Exercise description:
Convert the data lines from the one holding "Where can you find the green" through the one holding "<point>807,63</point>", inclusive, into a JSON list of strings with one string per line, leaving out blank lines.

[Stored records]
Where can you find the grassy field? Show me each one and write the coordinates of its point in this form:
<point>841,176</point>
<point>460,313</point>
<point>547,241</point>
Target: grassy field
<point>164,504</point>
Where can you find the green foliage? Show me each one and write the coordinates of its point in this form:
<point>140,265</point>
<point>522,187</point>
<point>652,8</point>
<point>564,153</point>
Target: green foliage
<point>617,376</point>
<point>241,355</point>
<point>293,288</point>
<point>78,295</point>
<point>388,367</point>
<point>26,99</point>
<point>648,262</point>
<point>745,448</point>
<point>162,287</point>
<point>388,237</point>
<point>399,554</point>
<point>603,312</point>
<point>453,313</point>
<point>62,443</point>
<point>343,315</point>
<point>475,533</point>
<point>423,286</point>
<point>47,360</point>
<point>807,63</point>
--
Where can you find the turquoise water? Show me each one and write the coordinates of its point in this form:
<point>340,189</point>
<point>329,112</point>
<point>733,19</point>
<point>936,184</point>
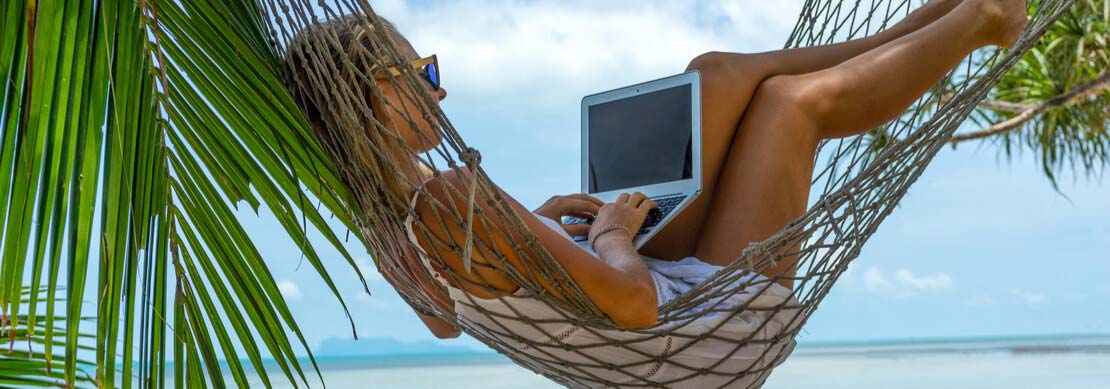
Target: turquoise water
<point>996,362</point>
...
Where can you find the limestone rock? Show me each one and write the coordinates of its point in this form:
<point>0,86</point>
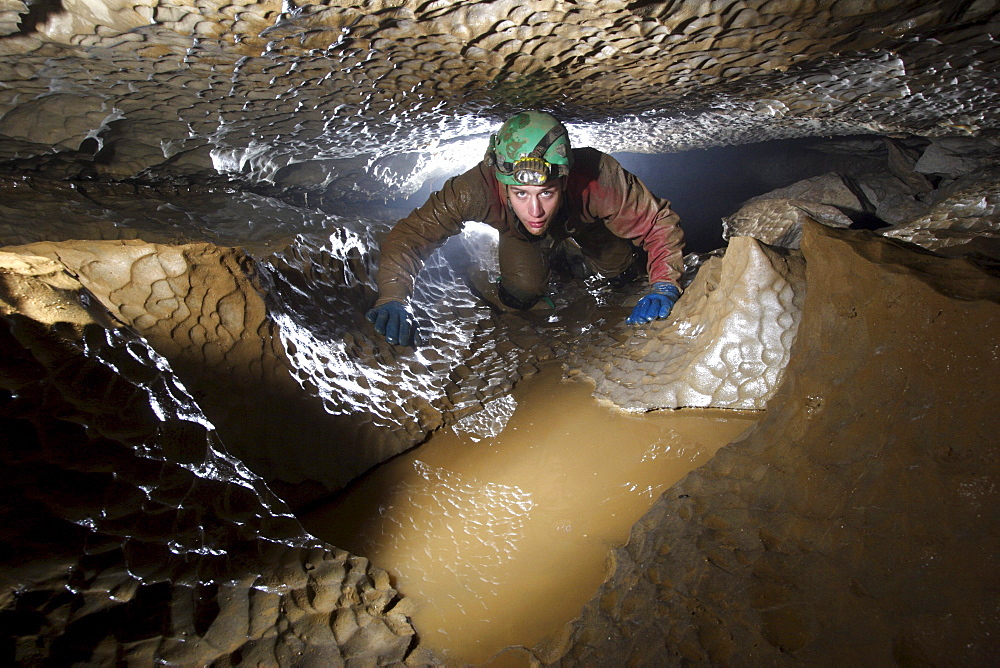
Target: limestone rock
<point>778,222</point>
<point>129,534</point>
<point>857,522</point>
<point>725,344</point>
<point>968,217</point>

Written response:
[
  "Where can you find the green foliage? Show me each one and write the coordinates of its point in this form:",
  "<point>140,265</point>",
  "<point>522,187</point>",
  "<point>652,8</point>",
  "<point>564,153</point>",
  "Target: green foliage",
  "<point>617,376</point>",
  "<point>241,355</point>",
  "<point>293,288</point>",
  "<point>78,295</point>",
  "<point>388,367</point>",
  "<point>26,99</point>",
  "<point>648,262</point>",
  "<point>745,448</point>",
  "<point>162,287</point>",
  "<point>388,237</point>",
  "<point>399,554</point>",
  "<point>603,312</point>",
  "<point>453,313</point>",
  "<point>62,443</point>",
  "<point>343,315</point>",
  "<point>475,533</point>",
  "<point>423,286</point>",
  "<point>47,360</point>",
  "<point>807,63</point>"
]